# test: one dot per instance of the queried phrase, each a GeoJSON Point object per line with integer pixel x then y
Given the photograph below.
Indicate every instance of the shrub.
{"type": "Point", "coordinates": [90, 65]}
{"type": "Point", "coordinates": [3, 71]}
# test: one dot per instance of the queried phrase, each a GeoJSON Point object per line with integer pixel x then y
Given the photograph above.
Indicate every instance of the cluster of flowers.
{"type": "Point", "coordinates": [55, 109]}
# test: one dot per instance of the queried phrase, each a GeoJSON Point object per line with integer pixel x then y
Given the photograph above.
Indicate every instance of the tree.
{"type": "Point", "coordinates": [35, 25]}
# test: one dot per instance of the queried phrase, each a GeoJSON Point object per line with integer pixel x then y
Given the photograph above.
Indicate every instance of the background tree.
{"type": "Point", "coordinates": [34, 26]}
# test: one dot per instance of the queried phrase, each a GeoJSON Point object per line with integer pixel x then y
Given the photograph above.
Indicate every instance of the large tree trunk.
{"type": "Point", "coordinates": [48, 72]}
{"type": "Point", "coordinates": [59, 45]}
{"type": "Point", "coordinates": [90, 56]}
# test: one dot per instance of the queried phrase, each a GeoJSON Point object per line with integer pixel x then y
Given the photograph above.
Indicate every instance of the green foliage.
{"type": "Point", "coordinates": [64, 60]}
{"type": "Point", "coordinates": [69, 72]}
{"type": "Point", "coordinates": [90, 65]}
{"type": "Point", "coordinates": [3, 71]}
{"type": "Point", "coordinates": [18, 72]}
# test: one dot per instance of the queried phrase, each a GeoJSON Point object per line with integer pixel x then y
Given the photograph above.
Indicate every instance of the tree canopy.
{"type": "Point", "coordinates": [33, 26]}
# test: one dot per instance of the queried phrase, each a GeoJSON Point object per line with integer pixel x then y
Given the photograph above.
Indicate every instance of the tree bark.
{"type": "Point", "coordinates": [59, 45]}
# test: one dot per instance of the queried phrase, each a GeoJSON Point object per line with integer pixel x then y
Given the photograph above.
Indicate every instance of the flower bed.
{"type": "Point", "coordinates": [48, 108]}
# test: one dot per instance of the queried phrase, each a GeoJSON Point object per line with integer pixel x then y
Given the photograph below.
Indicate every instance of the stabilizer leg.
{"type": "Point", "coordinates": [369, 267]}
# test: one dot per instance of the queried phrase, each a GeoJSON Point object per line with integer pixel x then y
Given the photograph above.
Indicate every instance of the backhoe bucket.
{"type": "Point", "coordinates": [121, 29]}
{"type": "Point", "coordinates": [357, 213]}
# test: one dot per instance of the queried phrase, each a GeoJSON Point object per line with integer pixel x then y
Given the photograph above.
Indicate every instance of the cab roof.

══════════════════════════════

Please select every line of the data above that contains the word "tree" and copy each one out. Case counts.

Indicate every instance of the tree.
Indicate every instance of the background tree.
Indicate every instance of the large tree trunk.
Indicate every instance of the tree canopy.
Indicate every instance of the tree bark.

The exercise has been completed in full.